╭─ Supplied data
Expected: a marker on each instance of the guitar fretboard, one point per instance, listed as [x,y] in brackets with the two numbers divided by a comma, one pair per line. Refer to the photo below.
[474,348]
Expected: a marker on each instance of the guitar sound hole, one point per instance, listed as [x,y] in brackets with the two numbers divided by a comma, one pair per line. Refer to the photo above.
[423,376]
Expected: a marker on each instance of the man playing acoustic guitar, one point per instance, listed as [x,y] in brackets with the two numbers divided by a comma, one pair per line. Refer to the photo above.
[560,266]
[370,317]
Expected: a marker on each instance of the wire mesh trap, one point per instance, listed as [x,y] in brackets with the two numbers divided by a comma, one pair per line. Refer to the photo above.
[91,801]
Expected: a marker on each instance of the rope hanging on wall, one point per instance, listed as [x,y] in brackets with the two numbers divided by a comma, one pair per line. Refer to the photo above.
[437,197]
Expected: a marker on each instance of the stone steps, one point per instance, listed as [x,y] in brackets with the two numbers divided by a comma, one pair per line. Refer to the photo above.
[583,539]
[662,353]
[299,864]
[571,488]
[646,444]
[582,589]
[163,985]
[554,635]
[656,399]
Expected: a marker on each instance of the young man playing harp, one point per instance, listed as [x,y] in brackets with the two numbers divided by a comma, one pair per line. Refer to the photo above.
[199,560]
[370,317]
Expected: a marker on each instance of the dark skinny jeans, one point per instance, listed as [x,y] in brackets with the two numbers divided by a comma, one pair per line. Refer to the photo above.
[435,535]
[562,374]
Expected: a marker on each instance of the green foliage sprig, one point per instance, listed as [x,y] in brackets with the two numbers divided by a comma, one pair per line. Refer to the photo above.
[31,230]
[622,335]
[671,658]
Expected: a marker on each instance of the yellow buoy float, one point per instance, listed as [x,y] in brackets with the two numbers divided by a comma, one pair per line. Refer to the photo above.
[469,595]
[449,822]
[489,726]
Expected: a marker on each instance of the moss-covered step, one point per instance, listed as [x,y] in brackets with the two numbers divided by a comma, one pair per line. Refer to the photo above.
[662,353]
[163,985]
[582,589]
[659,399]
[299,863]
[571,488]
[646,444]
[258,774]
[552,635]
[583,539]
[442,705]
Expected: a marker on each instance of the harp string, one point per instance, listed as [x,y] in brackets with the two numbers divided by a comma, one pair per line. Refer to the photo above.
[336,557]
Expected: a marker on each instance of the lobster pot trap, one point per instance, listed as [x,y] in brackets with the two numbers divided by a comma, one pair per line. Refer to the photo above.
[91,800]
╰─
Copy everything from the line containing "Expected: a marker on each instance of the yellow" down to the end of the material above, keeping the requests unchanged. In the answers, multiply every x and y coordinate by 0.3 and round to whole numbers, with halves rounding up.

Expected: a marker on each instance of the yellow buoy float, one point per instance, listed as [x,y] in brackets with the two numbers divided by a comma, one pair per line. Refer to the photo above.
[141,179]
[135,247]
[147,218]
Expected: a marker on each instance of the moss-covered step, one point per instance, listed as [x,y] in brackets with the two numbers divided by a comma, one pair per line. Refer to the photo above.
[199,106]
[49,296]
[175,177]
[198,120]
[90,259]
[171,146]
[194,133]
[77,232]
[166,191]
[175,162]
[133,212]
Expected: a marker on each instance of the harp string, one point per instance, listed as [x,y] in brackets with the two numbers divided by a comma, one pair per line. Refer to the photo above.
[101,167]
Expected: a marker on each instance of the lobster pot trap, one point per instance, listed as [x,y] in brackets with the two numbers divided by a comma, one pair per line. Refer to the photo above.
[27,240]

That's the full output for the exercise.